What is required: Turn every row below into a numbered list, skipping blank lines and leaving the pictures out.

:::::

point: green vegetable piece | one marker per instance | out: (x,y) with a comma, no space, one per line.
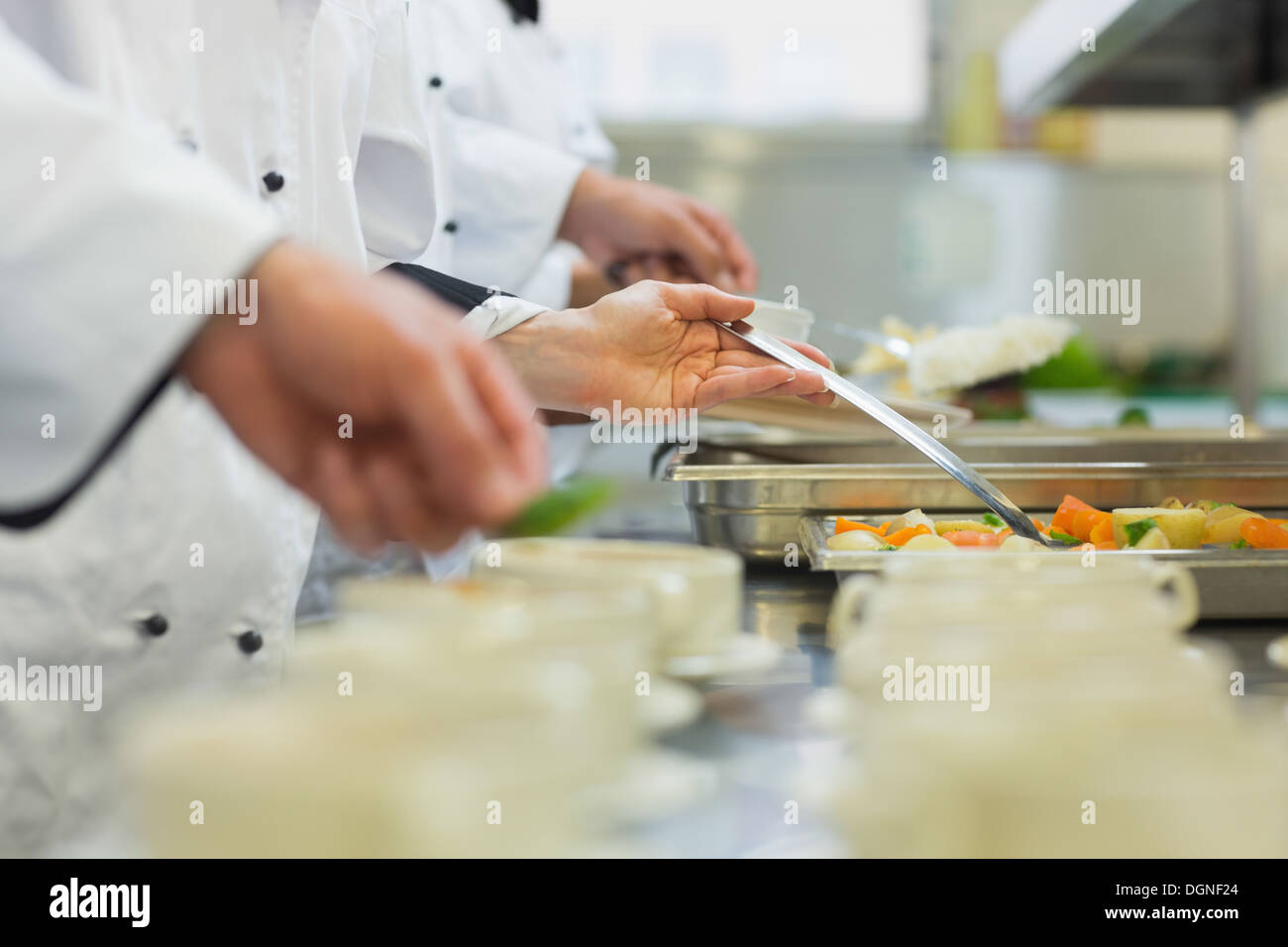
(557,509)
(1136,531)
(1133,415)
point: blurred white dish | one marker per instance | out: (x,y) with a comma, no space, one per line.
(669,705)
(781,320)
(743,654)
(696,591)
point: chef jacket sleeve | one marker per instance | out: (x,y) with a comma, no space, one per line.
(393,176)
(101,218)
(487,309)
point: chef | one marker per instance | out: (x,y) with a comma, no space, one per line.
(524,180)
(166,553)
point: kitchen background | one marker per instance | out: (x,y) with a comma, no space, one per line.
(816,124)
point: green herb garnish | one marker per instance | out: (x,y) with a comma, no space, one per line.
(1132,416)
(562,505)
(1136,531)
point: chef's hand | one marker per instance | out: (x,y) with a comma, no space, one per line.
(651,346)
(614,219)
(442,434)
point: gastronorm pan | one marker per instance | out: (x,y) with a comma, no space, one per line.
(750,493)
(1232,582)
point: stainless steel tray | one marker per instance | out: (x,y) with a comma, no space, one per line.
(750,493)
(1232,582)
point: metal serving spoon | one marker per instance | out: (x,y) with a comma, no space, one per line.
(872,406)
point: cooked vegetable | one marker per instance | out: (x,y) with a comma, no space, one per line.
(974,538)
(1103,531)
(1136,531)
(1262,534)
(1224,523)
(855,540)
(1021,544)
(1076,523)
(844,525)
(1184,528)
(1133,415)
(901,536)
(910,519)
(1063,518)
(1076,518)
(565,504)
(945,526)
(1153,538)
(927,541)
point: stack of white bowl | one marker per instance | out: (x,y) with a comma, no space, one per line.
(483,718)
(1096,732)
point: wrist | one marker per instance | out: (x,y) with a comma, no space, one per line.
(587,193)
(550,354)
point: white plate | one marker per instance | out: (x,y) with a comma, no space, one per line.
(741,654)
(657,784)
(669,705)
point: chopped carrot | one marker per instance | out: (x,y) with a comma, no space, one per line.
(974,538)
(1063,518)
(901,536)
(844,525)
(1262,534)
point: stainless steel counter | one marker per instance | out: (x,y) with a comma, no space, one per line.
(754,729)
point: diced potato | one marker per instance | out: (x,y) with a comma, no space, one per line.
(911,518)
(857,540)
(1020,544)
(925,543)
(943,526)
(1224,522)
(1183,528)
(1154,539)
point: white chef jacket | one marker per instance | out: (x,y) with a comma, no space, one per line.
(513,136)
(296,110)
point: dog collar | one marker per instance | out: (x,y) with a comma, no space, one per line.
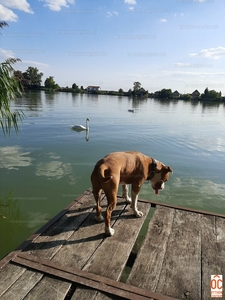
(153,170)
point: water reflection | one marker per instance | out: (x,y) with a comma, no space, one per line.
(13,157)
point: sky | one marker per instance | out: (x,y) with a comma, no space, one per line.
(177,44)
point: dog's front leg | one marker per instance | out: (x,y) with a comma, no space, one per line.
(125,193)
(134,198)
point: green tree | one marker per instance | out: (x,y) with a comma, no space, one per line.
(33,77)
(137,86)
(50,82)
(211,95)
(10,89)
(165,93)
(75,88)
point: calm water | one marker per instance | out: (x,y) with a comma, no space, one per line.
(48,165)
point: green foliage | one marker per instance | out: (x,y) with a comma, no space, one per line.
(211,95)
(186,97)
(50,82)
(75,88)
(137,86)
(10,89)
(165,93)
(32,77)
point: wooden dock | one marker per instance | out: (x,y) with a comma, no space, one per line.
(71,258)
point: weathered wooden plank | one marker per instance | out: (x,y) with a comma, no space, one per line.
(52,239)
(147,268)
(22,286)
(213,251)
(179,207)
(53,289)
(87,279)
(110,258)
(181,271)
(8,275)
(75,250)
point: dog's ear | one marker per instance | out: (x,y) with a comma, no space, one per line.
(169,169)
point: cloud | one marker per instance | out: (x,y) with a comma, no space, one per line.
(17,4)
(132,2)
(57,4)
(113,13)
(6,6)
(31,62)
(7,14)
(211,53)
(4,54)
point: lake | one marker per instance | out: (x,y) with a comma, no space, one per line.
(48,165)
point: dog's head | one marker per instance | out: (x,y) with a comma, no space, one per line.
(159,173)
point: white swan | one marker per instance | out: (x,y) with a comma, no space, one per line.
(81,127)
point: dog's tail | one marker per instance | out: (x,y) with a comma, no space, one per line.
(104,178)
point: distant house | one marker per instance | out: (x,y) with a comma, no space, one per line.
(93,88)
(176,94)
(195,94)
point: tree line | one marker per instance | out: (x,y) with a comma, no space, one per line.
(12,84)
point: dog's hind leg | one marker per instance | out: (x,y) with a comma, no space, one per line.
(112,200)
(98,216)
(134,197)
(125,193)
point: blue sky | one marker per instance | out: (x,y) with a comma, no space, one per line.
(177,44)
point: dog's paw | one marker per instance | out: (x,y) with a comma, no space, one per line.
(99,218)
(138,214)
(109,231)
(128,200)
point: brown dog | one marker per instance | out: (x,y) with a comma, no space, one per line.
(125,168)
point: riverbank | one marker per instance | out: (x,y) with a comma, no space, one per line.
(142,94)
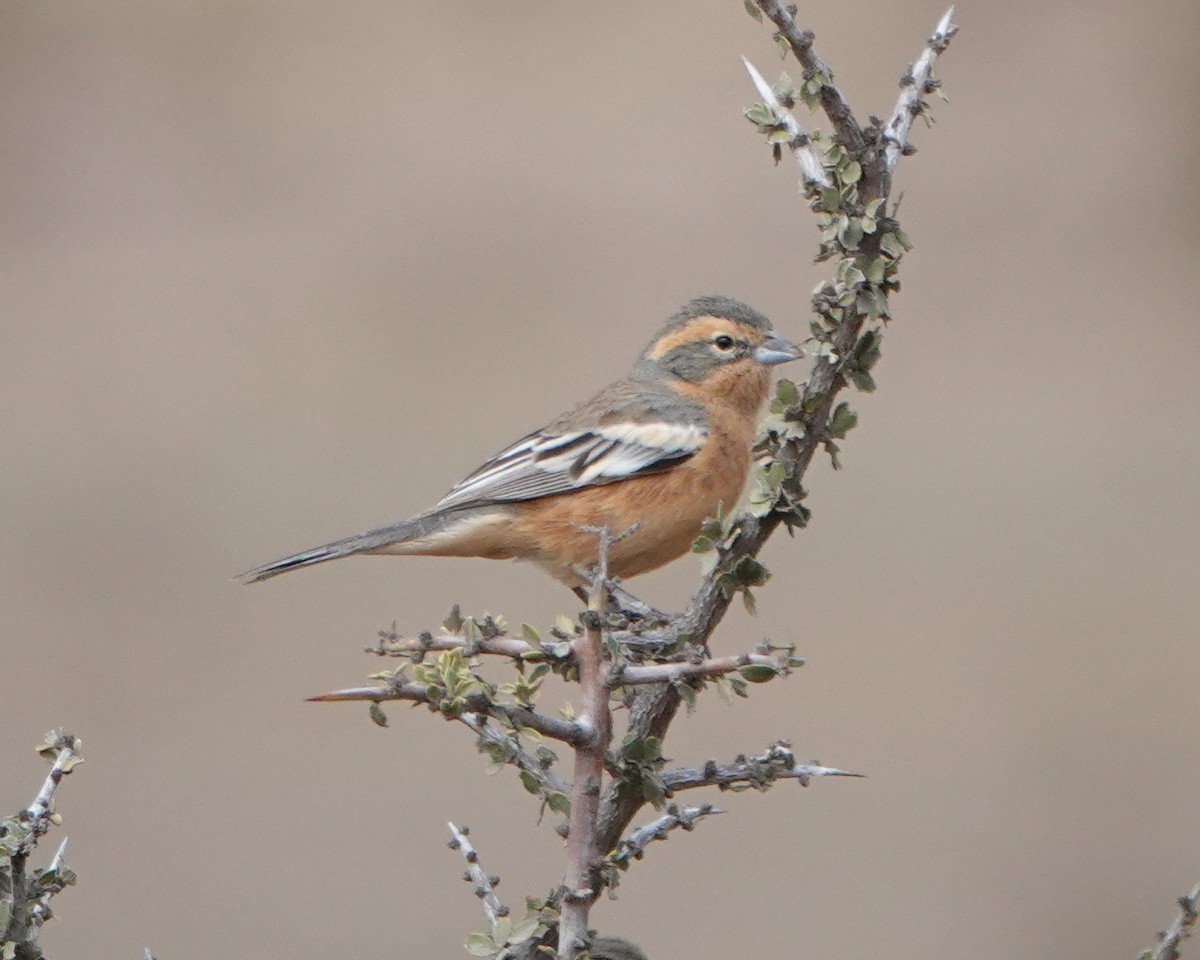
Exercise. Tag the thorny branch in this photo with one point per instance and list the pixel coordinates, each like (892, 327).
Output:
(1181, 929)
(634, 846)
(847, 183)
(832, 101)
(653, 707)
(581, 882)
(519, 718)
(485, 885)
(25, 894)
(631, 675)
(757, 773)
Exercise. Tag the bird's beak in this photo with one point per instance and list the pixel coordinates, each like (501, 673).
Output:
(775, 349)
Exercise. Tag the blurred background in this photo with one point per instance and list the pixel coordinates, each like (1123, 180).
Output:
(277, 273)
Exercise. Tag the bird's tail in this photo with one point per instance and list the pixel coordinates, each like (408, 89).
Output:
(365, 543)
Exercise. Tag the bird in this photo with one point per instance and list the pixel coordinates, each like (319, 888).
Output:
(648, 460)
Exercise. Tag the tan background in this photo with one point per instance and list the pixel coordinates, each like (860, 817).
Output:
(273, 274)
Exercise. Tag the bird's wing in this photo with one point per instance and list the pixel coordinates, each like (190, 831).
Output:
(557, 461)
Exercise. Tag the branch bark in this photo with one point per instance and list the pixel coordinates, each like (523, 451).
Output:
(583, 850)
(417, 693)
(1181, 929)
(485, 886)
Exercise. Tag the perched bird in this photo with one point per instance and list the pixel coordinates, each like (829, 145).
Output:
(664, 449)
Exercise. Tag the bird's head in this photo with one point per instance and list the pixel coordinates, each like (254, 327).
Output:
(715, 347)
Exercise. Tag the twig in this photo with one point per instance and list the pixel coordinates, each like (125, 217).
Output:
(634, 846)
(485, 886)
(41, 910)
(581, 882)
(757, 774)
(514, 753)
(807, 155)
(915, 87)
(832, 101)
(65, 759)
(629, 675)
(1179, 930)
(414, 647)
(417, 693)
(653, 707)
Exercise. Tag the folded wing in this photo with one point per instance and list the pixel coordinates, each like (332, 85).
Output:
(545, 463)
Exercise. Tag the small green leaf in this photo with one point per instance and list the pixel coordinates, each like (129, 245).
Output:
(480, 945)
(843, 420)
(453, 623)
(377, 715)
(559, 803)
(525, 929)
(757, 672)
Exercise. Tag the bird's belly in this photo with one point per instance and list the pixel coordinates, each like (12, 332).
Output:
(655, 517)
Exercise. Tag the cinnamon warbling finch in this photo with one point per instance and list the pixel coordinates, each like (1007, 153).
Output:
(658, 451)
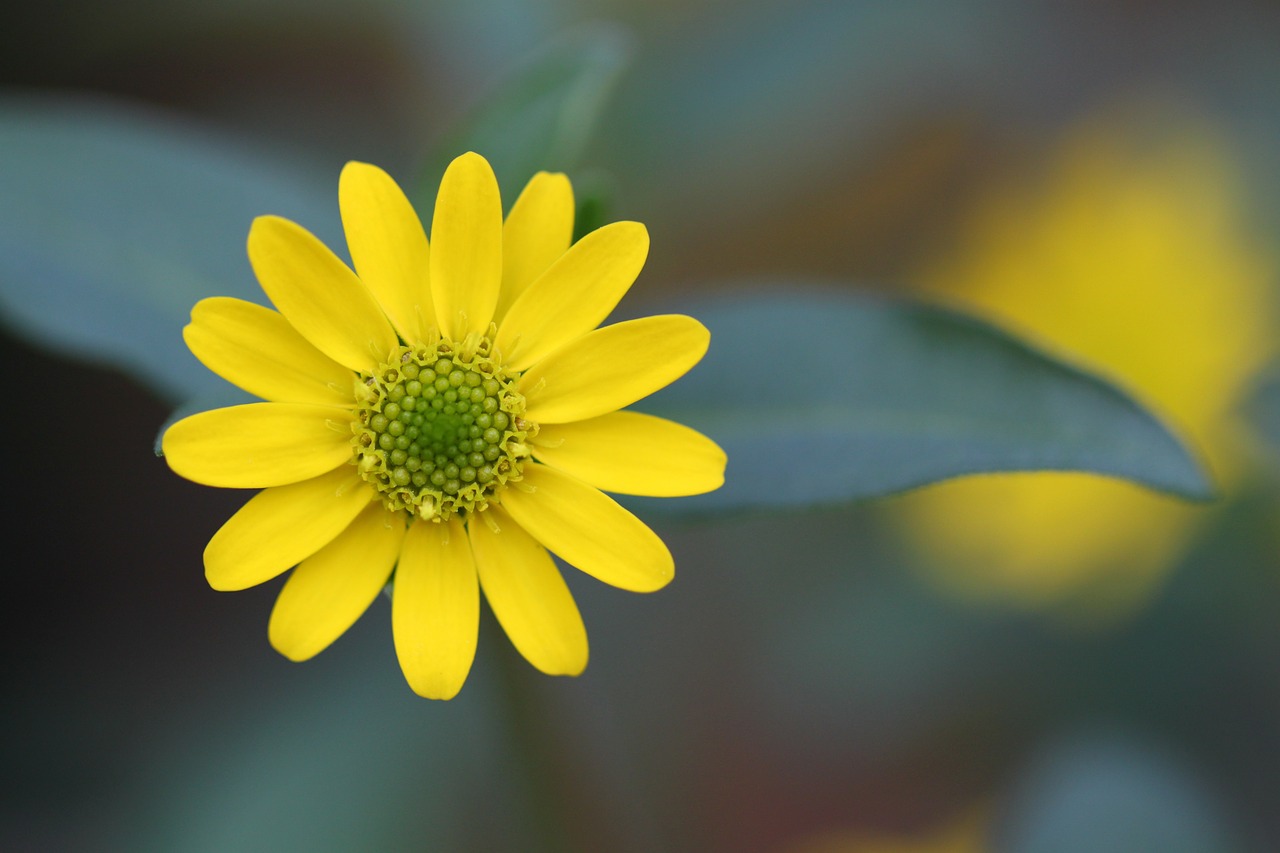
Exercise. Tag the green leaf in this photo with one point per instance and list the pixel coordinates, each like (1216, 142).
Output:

:::::

Answer to this task:
1. point: green vegetable piece | one marker per instance | out: (x,y) with a comma, no space, one per line.
2. (557,509)
3. (1136,531)
4. (1133,415)
5. point: blurred white dish | one marker per instance | out: (x,y) with a comma, no space, one per line.
6. (669,705)
7. (781,320)
8. (743,654)
9. (696,591)
10. point: chef jacket sleeve | one marker per instance | out: (x,y) with a comma, no space, one per line.
11. (393,176)
12. (101,218)
13. (487,309)
14. point: chef | one marker per instance | out: (x,y) with a comma, no space, one per line.
15. (524,180)
16. (166,553)
17. point: kitchen background | one marker per instance | out: (x,y) with a comma, no space, one per line.
18. (816,124)
19. point: green herb garnish | one marker per instance | out: (x,y) with a comma, no space, one per line.
20. (1132,416)
21. (562,505)
22. (1136,531)
23. point: chef's hand | one marker per instance | out: (x,y) with a comma, no space, one per line.
24. (651,346)
25. (614,219)
26. (442,434)
27. point: gastronorm pan | one marker per instance | out: (x,y) with a comma, no space, one per line.
28. (750,493)
29. (1232,582)
30. point: stainless steel tray | one marker per instance | out: (x,y) with a comma, no space, one per line.
31. (750,493)
32. (1232,582)
33. point: metal serving spoon | one marker per instance | out: (x,y) with a comma, no space, one per line.
34. (872,406)
35. point: cooked vegetable | one marker per instance | out: (x,y) with a comma, no space, one per line.
36. (974,538)
37. (1103,531)
38. (1136,531)
39. (1262,534)
40. (1224,523)
41. (855,540)
42. (1021,544)
43. (1076,523)
44. (844,525)
45. (1184,528)
46. (1133,415)
47. (901,536)
48. (910,519)
49. (1063,518)
50. (1076,518)
51. (565,504)
52. (945,526)
53. (1153,538)
54. (927,541)
55. point: stack of white bowl | one marker per instance | out: (x,y) with a comma, no space, one per line.
56. (483,718)
57. (1096,732)
58. point: wrist | one marker per instance | out: (x,y) with a comma, no space, one per line.
59. (587,193)
60. (550,354)
61. point: white plate | one marker per instance | out: (x,y) with a comma, no space, one per line.
62. (741,654)
63. (657,784)
64. (669,705)
65. point: chopped carrot | one marker per instance | out: (x,y) with a comma, no space, one per line.
66. (974,538)
67. (1063,518)
68. (901,536)
69. (844,525)
70. (1262,534)
71. point: stainless steel counter | one marker per instance | out: (x,y) with a comma, no space, one per line.
72. (754,729)
73. point: diced potato | one marker per instance | out: (x,y) with a comma, no space, one per line.
74. (911,518)
75. (857,540)
76. (1020,544)
77. (925,543)
78. (943,526)
79. (1224,522)
80. (1183,528)
81. (1154,539)
82. point: white chef jacket | one marker per instance | out: (x,y) with a comma, no space, one per line.
83. (513,136)
84. (296,110)
85. point: dog collar | one marker per instance | out: (x,y) with a comma, no space, one per line.
86. (153,170)
87. point: water reflection | one marker per instance | out: (x,y) with a comma, no space, one per line.
88. (13,157)
89. point: sky | one marker per instance | out: (x,y) with a comma, no space, one per line.
90. (177,44)
91. point: dog's front leg | one marker per instance | out: (x,y) with a comma, no space, one per line.
92. (125,193)
93. (134,198)
94. point: green tree | one marker per instance | out: (x,y) with a comma, no space, one per line.
95. (33,77)
96. (137,86)
97. (50,82)
98. (211,95)
99. (10,89)
100. (165,93)
101. (75,88)
102. point: calm water | one marker per instance | out: (x,y) with a comma, no space, one per line.
103. (48,165)
104. point: green foliage | one marker per instance | out: (x,y) with a comma, no space, one per line.
105. (211,95)
106. (186,97)
107. (50,82)
108. (75,88)
109. (137,86)
110. (10,89)
111. (165,93)
112. (32,77)
113. point: wooden dock | one marker per instance | out: (x,y) with a comma, no space, one per line.
114. (71,258)
115. point: weathered wooden plank | one marker per instance | out: (x,y) with a comma, no space, one per line.
116. (52,239)
117. (147,268)
118. (22,286)
119. (213,251)
120. (179,207)
121. (53,289)
122. (87,279)
123. (110,258)
124. (181,271)
125. (8,275)
126. (75,250)
127. point: dog's ear | one marker per instance | out: (x,y) with a comma, no space, one per line.
128. (169,169)
129. point: cloud | one marker per instance | out: (x,y) with a comma, no space, one per line.
130. (17,4)
131. (132,2)
132. (57,4)
133. (113,13)
134. (6,6)
135. (31,62)
136. (7,14)
137. (211,53)
138. (4,54)
139. point: lake | one marker per instance | out: (x,y) with a comma, no space, one per line.
140. (48,165)
141. point: dog's head | one marker per instance | out: (x,y) with a comma, no space, one per line.
142. (159,173)
143. point: white swan | one marker per instance | out: (x,y) with a comma, no space, one per line.
144. (81,127)
145. point: dog's tail | one marker per instance | out: (x,y) with a comma, no space, one per line.
146. (104,178)
147. point: distant house | one marker per instance | out: (x,y) with a comma, no space, one per line.
148. (93,88)
149. (176,94)
150. (195,94)
151. point: tree line | one marker per instance | out: (x,y) with a comma, no space, one per line.
152. (12,84)
153. point: dog's hind leg | one marker per instance | out: (x,y) with a comma, no space, one per line.
154. (112,200)
155. (98,216)
156. (134,197)
157. (125,193)
158. point: blue sky | one marker per instance | out: (x,y) with a comma, no space, one per line.
159. (177,44)
160. point: dog's paw | one marker per instance | out: (x,y) with a comma, no space, one per line.
161. (99,218)
162. (138,214)
163. (109,231)
164. (128,200)
165. point: brown dog | one marker per instance | out: (x,y) with a comma, no space, one per line.
166. (125,168)
167. point: riverbank | one marker per instance | out: (x,y) with a comma, no space, one per line.
168. (142,94)
169. Exercise. Tag the thorny branch in this photo with one point per instance and list the pixel coordinates, each like (892, 327).
170. Output:
171. (1181, 929)
172. (634, 846)
173. (847, 183)
174. (832, 101)
175. (653, 707)
176. (581, 882)
177. (519, 718)
178. (485, 885)
179. (25, 894)
180. (631, 675)
181. (757, 773)
182. Exercise. Tag the bird's beak in this photo with one point per instance and list the pixel coordinates, each like (501, 673).
183. Output:
184. (775, 349)
185. Exercise. Tag the blurred background in this photo with one point per instance and list the pixel coordinates, each like (1123, 180).
186. Output:
187. (277, 273)
188. Exercise. Tag the bird's tail in this photo with one point per instance and list the pixel coordinates, each like (408, 89).
189. Output:
190. (365, 543)
191. Exercise. Tag the bird in this photo with one point per instance and list the pixel coordinates, each like (319, 888).
192. Output:
193. (648, 460)
194. Exercise. Tag the tan background in this photo with one point per instance and list the pixel coordinates, each like (860, 817).
195. Output:
196. (273, 274)
197. Exercise. Tag the bird's wing in this photo with one point per instance and list the pixel coordinates, each like (190, 831).
198. Output:
199. (557, 461)
200. Exercise. Tag the branch bark in this photo with one point per instance and list the pixel coordinates, each like (523, 451).
201. Output:
202. (583, 850)
203. (417, 693)
204. (1181, 929)
205. (485, 886)
206. Exercise. Tag the perched bird in this photo with one point per instance and list the pixel coordinates, each like (829, 145).
207. Output:
208. (664, 449)
209. Exercise. Tag the bird's head in this photo with one point per instance and list the pixel coordinates, each like (254, 327).
210. Output:
211. (715, 347)
212. Exercise. Tag the twig in this photo with one point per instance and list the pixel coordinates, each like (125, 217).
213. Output:
214. (634, 846)
215. (485, 886)
216. (41, 910)
217. (581, 882)
218. (757, 774)
219. (514, 753)
220. (807, 155)
221. (915, 87)
222. (832, 101)
223. (65, 759)
224. (629, 675)
225. (1179, 930)
226. (414, 647)
227. (417, 693)
228. (653, 707)
229. Exercise. Tag the folded wing in this photo with one point per instance and list the pixel coordinates, each like (332, 85).
230. Output:
231. (545, 463)
232. Exercise. Tag the small green leaf in this photo with one point per instance and list the pixel coordinates, each like (129, 245).
233. Output:
234. (480, 945)
235. (843, 420)
236. (453, 623)
237. (377, 715)
238. (559, 803)
239. (525, 929)
240. (757, 672)
241. Exercise. Tag the bird's belly in this photo with one point per instance and list the pixel coordinates, each like (12, 332).
242. Output:
243. (655, 517)
244. Exercise. Tag the cinnamon warbling finch in this photo with one point per instance and list the pixel coordinates, each like (1007, 153).
245. Output:
246. (658, 451)
247. Exercise. Tag the green leaf in this photo with one point per instance and list the pixel coordinates, each like (1216, 142).
248. Output:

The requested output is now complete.